> _PROBLEM REQUIREMENTS_
Could you print all the entries exactly?

-- -- --

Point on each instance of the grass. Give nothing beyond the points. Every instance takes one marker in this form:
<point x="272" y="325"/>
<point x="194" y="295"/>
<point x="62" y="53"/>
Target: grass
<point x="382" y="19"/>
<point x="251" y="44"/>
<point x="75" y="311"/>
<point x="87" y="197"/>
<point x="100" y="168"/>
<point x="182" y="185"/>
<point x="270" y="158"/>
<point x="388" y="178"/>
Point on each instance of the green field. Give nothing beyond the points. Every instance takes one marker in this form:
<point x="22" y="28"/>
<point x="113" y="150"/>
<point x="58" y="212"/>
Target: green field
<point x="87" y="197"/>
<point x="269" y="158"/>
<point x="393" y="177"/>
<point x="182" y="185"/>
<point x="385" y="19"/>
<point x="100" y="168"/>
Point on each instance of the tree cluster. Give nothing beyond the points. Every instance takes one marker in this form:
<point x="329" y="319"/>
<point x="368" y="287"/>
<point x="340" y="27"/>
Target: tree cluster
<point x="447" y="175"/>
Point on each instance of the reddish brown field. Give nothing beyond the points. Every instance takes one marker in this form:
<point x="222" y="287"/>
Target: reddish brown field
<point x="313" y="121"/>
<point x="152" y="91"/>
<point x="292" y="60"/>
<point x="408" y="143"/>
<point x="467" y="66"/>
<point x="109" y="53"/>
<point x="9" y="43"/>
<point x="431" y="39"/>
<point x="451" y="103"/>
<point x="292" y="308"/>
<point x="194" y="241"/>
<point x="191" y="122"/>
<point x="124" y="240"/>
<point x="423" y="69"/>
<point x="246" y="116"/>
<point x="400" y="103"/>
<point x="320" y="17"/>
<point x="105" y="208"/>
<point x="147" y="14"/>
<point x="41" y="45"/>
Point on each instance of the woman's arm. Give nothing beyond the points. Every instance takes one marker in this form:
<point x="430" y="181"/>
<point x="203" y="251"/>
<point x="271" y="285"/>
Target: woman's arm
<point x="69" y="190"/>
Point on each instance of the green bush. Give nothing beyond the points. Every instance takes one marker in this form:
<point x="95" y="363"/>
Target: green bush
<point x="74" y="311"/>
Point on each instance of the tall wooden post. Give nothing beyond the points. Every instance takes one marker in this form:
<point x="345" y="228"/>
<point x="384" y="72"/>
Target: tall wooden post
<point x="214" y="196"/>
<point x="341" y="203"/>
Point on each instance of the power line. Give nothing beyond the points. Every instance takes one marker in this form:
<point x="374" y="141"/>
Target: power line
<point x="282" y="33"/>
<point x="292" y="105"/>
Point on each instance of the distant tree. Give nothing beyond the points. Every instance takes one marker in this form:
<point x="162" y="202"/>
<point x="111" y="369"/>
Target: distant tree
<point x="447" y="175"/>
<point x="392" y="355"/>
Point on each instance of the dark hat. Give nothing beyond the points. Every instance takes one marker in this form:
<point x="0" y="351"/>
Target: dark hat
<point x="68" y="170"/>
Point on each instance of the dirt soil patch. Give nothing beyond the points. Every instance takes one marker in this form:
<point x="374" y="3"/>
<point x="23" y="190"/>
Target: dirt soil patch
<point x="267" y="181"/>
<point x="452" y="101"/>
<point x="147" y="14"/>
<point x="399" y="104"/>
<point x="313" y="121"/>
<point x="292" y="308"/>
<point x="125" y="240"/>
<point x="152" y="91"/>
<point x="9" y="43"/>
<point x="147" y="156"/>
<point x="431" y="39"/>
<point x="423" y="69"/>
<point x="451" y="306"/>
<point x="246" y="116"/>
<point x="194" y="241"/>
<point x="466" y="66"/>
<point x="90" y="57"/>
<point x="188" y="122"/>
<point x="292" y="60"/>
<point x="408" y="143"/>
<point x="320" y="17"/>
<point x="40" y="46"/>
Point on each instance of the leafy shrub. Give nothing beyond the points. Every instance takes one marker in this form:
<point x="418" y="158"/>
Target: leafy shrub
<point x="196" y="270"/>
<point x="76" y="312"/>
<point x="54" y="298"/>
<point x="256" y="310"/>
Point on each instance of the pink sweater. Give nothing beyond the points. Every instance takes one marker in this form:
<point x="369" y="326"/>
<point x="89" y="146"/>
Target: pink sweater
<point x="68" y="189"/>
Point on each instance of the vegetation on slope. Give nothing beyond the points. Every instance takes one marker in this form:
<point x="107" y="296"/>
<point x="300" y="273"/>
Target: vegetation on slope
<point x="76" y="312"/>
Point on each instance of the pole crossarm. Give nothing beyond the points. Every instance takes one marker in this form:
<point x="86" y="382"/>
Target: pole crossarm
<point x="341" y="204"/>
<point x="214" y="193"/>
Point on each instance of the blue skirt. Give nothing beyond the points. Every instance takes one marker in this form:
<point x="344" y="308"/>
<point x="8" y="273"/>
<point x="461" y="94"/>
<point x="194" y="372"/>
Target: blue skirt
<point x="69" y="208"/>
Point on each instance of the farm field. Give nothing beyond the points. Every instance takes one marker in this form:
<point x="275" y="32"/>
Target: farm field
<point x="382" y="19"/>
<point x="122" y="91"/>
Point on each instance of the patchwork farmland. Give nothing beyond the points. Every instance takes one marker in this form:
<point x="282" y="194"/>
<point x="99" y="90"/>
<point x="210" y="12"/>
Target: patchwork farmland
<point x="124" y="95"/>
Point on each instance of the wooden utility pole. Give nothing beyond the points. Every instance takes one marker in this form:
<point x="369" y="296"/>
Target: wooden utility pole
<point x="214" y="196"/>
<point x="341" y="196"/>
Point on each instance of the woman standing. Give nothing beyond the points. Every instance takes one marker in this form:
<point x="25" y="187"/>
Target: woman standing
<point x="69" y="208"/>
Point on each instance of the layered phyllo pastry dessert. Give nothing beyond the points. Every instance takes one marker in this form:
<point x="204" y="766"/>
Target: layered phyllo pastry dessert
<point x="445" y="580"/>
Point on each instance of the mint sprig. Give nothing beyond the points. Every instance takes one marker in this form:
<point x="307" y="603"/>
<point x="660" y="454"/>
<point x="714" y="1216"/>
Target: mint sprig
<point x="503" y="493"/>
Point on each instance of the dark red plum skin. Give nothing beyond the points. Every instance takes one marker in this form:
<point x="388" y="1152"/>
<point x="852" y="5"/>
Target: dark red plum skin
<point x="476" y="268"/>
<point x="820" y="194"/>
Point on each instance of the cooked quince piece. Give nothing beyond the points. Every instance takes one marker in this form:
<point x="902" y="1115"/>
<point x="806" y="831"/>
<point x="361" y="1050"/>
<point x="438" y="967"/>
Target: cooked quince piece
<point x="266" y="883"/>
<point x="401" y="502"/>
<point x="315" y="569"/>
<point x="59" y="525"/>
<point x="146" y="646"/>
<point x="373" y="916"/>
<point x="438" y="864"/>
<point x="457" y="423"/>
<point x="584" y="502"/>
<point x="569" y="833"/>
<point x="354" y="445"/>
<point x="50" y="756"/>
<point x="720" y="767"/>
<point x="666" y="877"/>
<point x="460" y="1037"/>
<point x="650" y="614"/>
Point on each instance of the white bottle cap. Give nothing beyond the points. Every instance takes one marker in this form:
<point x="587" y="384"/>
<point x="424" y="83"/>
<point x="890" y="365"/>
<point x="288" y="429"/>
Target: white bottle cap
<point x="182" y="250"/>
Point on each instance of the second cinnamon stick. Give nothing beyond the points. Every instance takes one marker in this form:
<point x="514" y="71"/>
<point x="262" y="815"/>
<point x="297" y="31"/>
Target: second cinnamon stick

-- -- --

> _COMPLETE OUTPUT_
Point on each instance of the grass. Give nothing beyond the points. Every instance takes one marker in this form:
<point x="272" y="325"/>
<point x="194" y="295"/>
<point x="62" y="53"/>
Target: grass
<point x="382" y="19"/>
<point x="251" y="44"/>
<point x="75" y="311"/>
<point x="87" y="197"/>
<point x="100" y="168"/>
<point x="182" y="185"/>
<point x="270" y="158"/>
<point x="388" y="178"/>
Point on each instance of the green field. Give nothing beyond the points. Every instance takes one marker in this form:
<point x="22" y="28"/>
<point x="113" y="150"/>
<point x="58" y="212"/>
Target: green field
<point x="87" y="197"/>
<point x="269" y="158"/>
<point x="393" y="177"/>
<point x="182" y="185"/>
<point x="385" y="19"/>
<point x="100" y="168"/>
Point on each instance of the tree cluster. Give nothing beyond the points. Every instance takes one marker in this form:
<point x="329" y="319"/>
<point x="368" y="287"/>
<point x="340" y="27"/>
Target: tree cluster
<point x="447" y="175"/>
Point on each instance of the reddish brown field. Give nothing beyond the points. Every instance takes one marker in this form:
<point x="222" y="287"/>
Target: reddish brown field
<point x="313" y="121"/>
<point x="152" y="91"/>
<point x="292" y="60"/>
<point x="408" y="143"/>
<point x="467" y="66"/>
<point x="109" y="53"/>
<point x="9" y="43"/>
<point x="431" y="39"/>
<point x="451" y="103"/>
<point x="292" y="308"/>
<point x="194" y="241"/>
<point x="191" y="122"/>
<point x="124" y="240"/>
<point x="423" y="69"/>
<point x="246" y="116"/>
<point x="400" y="103"/>
<point x="320" y="17"/>
<point x="105" y="208"/>
<point x="147" y="14"/>
<point x="41" y="45"/>
Point on each instance of the woman's arm. Give nothing beyond the points. Every instance takes one marker in this form:
<point x="430" y="181"/>
<point x="203" y="251"/>
<point x="271" y="285"/>
Target: woman's arm
<point x="69" y="190"/>
Point on each instance of the green bush. Give nothing beyond the points. Every instance takes one marker in this form:
<point x="95" y="363"/>
Target: green bush
<point x="74" y="311"/>
Point on each instance of the tall wooden post. Give nothing beyond the points. Every instance takes one marker in this form:
<point x="345" y="228"/>
<point x="384" y="72"/>
Target: tall wooden post
<point x="214" y="196"/>
<point x="341" y="203"/>
Point on each instance of the power line. Give nothing beyond the points. Every instance takes one marker in this form:
<point x="374" y="141"/>
Target: power line
<point x="282" y="33"/>
<point x="292" y="105"/>
Point on each instance of the distant tree. Give nothing beyond the points. Every instance takes one marker in this form:
<point x="162" y="202"/>
<point x="111" y="369"/>
Target: distant tree
<point x="447" y="175"/>
<point x="392" y="355"/>
Point on each instance of the dark hat. Give nothing beyond the points. Every instance takes one marker in this form:
<point x="0" y="351"/>
Target: dark hat
<point x="68" y="170"/>
Point on each instance of the dirt soil patch. Give nothing beyond the points. Every instance takes one marker in this form:
<point x="374" y="3"/>
<point x="23" y="190"/>
Target: dirt soil patch
<point x="267" y="181"/>
<point x="452" y="101"/>
<point x="147" y="14"/>
<point x="399" y="104"/>
<point x="313" y="121"/>
<point x="292" y="308"/>
<point x="125" y="240"/>
<point x="152" y="91"/>
<point x="9" y="43"/>
<point x="147" y="156"/>
<point x="431" y="39"/>
<point x="423" y="69"/>
<point x="451" y="306"/>
<point x="246" y="116"/>
<point x="194" y="241"/>
<point x="466" y="66"/>
<point x="90" y="57"/>
<point x="188" y="122"/>
<point x="292" y="60"/>
<point x="408" y="143"/>
<point x="320" y="17"/>
<point x="40" y="46"/>
Point on each instance of the leafy shrub. Give nothing beyond the points. Every instance takes one marker in this form:
<point x="418" y="158"/>
Target: leafy shrub
<point x="196" y="270"/>
<point x="76" y="312"/>
<point x="54" y="298"/>
<point x="256" y="310"/>
Point on each instance of the pink sweater. Give nothing beyond the points. Every instance takes one marker in this form:
<point x="369" y="326"/>
<point x="89" y="146"/>
Target: pink sweater
<point x="68" y="189"/>
Point on each instance of the vegetation on slope. Give nothing beyond the points. Every instance takes one marker in this form:
<point x="107" y="296"/>
<point x="300" y="273"/>
Target: vegetation on slope
<point x="76" y="312"/>
Point on each instance of the pole crossarm. Give nothing beyond the points. Every instance takes one marker in this form:
<point x="86" y="382"/>
Target: pole crossarm
<point x="341" y="204"/>
<point x="214" y="193"/>
Point on each instance of the blue skirt. Give nothing beyond the points. Every instance takes one marker in this form:
<point x="344" y="308"/>
<point x="8" y="273"/>
<point x="461" y="94"/>
<point x="194" y="372"/>
Target: blue skirt
<point x="69" y="208"/>
Point on each instance of the farm field. Give nothing beyond the points. Every instance takes one marker in this form:
<point x="275" y="32"/>
Target: farm field
<point x="382" y="19"/>
<point x="122" y="91"/>
Point on each instance of the patchwork farmland. Give nothing beyond the points. Every instance takes one marker in this form:
<point x="282" y="194"/>
<point x="99" y="90"/>
<point x="210" y="12"/>
Target: patchwork farmland
<point x="124" y="95"/>
Point on each instance of the wooden utility pole. Give nothing beyond the points. Every instance takes one marker in this form:
<point x="369" y="296"/>
Target: wooden utility pole
<point x="214" y="196"/>
<point x="341" y="196"/>
Point on each instance of the woman standing. Give nothing beyond the points. Every instance takes one marker in this form:
<point x="25" y="187"/>
Target: woman standing
<point x="69" y="208"/>
Point on each instance of the layered phyllo pastry dessert. Give nothing beyond the points. Every instance takes one marker in this form:
<point x="204" y="766"/>
Target: layered phyllo pastry dessert
<point x="445" y="580"/>
Point on each instance of the mint sprig. Give nothing beyond the points. Every instance takes one marker in this form:
<point x="307" y="603"/>
<point x="660" y="454"/>
<point x="714" y="1216"/>
Target: mint sprig
<point x="503" y="493"/>
Point on each instance of the dark red plum skin. Give nothing beyond the points. Every instance takes one marker in this form:
<point x="388" y="1152"/>
<point x="852" y="5"/>
Target: dark red plum skin
<point x="476" y="268"/>
<point x="820" y="194"/>
Point on each instance of the cooked quince piece. Give nothing beyond the points. Every instance takes one marker in this form:
<point x="902" y="1115"/>
<point x="806" y="831"/>
<point x="361" y="1050"/>
<point x="438" y="967"/>
Target: cooked quince piece
<point x="266" y="883"/>
<point x="401" y="502"/>
<point x="315" y="569"/>
<point x="59" y="525"/>
<point x="146" y="646"/>
<point x="373" y="916"/>
<point x="438" y="864"/>
<point x="457" y="423"/>
<point x="584" y="502"/>
<point x="569" y="833"/>
<point x="354" y="445"/>
<point x="50" y="756"/>
<point x="720" y="767"/>
<point x="666" y="877"/>
<point x="460" y="1037"/>
<point x="650" y="614"/>
Point on each instance of the white bottle cap. Give nothing beyond the points. Every instance takes one marker in this form:
<point x="587" y="384"/>
<point x="424" y="83"/>
<point x="890" y="365"/>
<point x="288" y="429"/>
Target: white bottle cap
<point x="182" y="250"/>
Point on each instance of the second cinnamon stick. Give nothing beyond the points. Every instance takes one marker in this form:
<point x="514" y="71"/>
<point x="262" y="815"/>
<point x="297" y="31"/>
Target: second cinnamon stick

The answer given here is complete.